Return the passage of the FreeBSD porting post that starts at "If these are" and ends at "under /usr/local/etc/ as well.", reproducing it word for word.

> SOURCE DOCUMENT
────────

If these are user-editable config files, they should go under /usr/local/etc.  If they are internal config files that the user never sees, then possibly /var/db/telldus or /usr/share/telldus depending on what their purpose is.



> I wish devd to link /dev/ugen to /dev/tellstick on-the-fly ...
> a simple ln in a devd attach action script should be enough (?)



Have a read through devd.conf(5) and devfs.conf(5).  Then run *tail -f /var/run/devd.pipe* and plug-in then un-plug the device and see what devd outputs.  Using that, you can come up with a devd.conf entry to automate things.  I believe devd works with config files under /usr/local/etc/ as well.



> Right now the distfile is a simple svn checkout tarballed



If you are going to maintain this as a port, then you will need to provide a tarball with a version number (a date or svn revision number) that can be hosted either on your own server or on the FreeBSD FTP server.  You can't just put in "svn co" commands in the port Makefile.

────────

(Rows of box annotation data)
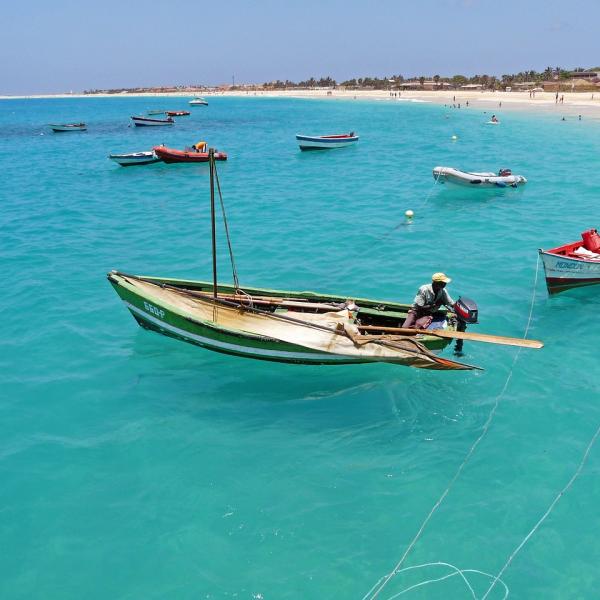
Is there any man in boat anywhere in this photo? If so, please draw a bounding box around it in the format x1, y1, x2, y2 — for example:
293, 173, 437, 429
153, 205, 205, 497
402, 273, 454, 329
194, 142, 206, 152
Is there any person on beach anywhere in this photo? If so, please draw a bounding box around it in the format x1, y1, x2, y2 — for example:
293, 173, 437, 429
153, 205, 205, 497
402, 273, 454, 329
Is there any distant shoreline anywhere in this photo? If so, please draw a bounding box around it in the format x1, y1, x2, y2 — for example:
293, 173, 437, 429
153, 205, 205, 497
0, 89, 600, 118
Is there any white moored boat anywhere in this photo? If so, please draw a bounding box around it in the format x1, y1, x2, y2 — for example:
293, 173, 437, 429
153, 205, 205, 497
49, 123, 87, 133
131, 117, 175, 127
296, 131, 358, 150
433, 167, 527, 188
108, 150, 160, 167
539, 229, 600, 295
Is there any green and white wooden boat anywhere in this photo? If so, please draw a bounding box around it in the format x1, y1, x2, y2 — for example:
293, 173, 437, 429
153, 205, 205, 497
108, 149, 541, 370
108, 271, 471, 369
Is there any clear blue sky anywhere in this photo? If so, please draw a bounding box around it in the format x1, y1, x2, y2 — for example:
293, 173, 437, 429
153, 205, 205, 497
0, 0, 600, 94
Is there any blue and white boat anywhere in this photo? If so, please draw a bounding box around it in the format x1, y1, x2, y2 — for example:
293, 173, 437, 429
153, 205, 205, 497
296, 131, 358, 150
108, 150, 161, 167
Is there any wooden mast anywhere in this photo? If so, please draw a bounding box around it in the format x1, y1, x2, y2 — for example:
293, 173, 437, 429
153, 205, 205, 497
208, 148, 217, 300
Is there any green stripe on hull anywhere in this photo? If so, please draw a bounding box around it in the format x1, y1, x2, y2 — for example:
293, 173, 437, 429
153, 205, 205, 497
109, 276, 451, 365
113, 283, 371, 365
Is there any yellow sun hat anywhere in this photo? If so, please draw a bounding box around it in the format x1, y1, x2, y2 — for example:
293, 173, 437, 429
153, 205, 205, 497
431, 273, 452, 283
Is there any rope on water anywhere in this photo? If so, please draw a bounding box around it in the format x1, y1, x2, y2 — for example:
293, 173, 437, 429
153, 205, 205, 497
362, 255, 540, 600
372, 171, 442, 248
481, 426, 600, 600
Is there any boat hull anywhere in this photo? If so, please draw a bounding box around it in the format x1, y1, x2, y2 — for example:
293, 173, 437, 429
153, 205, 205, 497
433, 167, 527, 189
539, 250, 600, 295
50, 123, 87, 133
108, 272, 450, 365
108, 152, 161, 167
296, 134, 358, 150
153, 146, 227, 164
131, 117, 175, 127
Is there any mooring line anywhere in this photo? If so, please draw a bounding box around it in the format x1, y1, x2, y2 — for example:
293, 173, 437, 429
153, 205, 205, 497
481, 426, 600, 600
362, 255, 540, 600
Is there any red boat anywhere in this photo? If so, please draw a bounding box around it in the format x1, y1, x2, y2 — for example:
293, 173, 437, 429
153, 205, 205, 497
152, 146, 227, 163
539, 229, 600, 294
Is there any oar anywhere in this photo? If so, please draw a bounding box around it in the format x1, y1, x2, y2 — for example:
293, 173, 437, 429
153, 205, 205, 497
358, 325, 544, 348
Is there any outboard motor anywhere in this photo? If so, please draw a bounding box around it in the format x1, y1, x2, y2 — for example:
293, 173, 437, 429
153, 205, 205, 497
454, 296, 479, 354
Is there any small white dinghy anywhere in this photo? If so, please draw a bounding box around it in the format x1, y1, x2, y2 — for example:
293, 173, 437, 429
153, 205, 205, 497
48, 123, 87, 133
433, 167, 527, 188
296, 131, 358, 150
108, 150, 161, 167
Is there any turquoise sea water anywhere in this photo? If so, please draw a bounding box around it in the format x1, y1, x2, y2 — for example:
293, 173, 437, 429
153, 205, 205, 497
0, 98, 600, 600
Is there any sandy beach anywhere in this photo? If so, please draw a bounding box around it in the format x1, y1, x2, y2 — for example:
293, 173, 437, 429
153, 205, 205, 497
0, 89, 600, 119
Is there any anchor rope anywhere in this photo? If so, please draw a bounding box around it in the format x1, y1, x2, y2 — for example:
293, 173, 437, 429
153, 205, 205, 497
362, 255, 540, 600
376, 172, 442, 246
481, 426, 600, 600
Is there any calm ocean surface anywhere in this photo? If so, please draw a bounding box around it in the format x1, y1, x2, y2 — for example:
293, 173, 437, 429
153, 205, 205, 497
0, 98, 600, 600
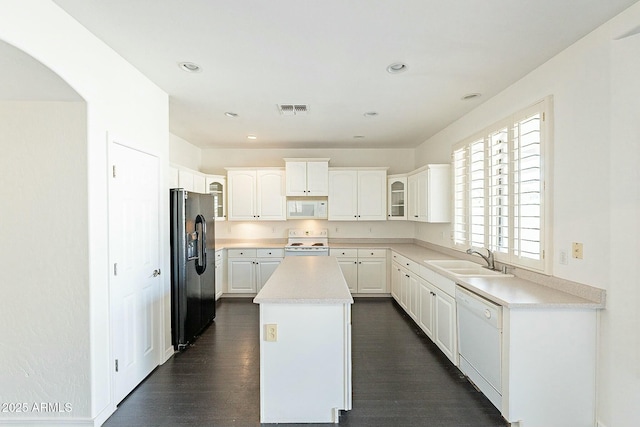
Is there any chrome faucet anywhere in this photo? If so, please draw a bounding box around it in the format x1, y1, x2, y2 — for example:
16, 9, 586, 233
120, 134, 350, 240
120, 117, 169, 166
467, 248, 496, 270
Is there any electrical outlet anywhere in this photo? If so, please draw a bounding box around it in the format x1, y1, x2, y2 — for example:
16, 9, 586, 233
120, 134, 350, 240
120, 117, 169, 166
560, 249, 569, 265
571, 242, 582, 259
264, 323, 278, 342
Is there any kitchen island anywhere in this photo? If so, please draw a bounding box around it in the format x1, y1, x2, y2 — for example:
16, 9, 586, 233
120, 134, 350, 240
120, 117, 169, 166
254, 256, 353, 423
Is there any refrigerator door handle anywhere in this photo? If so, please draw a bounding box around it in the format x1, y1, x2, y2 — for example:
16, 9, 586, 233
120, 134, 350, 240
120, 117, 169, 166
196, 215, 207, 275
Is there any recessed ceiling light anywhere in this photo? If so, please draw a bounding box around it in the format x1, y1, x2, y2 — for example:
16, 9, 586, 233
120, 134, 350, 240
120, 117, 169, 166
387, 62, 407, 74
178, 62, 202, 73
460, 93, 482, 101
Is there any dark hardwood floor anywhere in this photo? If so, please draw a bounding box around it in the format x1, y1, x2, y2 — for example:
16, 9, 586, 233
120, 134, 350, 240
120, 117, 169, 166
104, 298, 507, 427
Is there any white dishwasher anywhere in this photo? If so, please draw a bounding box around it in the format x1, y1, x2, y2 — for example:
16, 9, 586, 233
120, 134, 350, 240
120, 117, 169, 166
456, 285, 502, 410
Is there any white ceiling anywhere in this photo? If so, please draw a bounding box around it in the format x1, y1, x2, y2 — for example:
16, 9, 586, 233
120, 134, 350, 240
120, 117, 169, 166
0, 40, 82, 101
6, 0, 637, 148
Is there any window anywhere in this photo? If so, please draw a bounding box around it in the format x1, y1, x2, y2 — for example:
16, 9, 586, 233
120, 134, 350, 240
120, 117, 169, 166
452, 98, 551, 272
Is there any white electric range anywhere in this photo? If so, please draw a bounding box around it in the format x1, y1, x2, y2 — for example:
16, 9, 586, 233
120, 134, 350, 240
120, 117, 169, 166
284, 228, 329, 256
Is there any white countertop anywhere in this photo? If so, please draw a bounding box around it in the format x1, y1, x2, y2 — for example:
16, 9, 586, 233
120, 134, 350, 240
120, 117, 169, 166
253, 256, 353, 304
456, 277, 603, 309
221, 242, 605, 309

────────

> EXERCISE RESPONSE
If these are user-editable config files, they should go under /usr/local/etc.  If they are internal config files that the user never sees, then possibly /var/db/telldus or /usr/share/telldus depending on what their purpose is.



> I wish devd to link /dev/ugen to /dev/tellstick on-the-fly ...
> a simple ln in a devd attach action script should be enough (?)



Have a read through devd.conf(5) and devfs.conf(5).  Then run *tail -f /var/run/devd.pipe* and plug-in then un-plug the device and see what devd outputs.  Using that, you can come up with a devd.conf entry to automate things.  I believe devd works with config files under /usr/local/etc/ as well.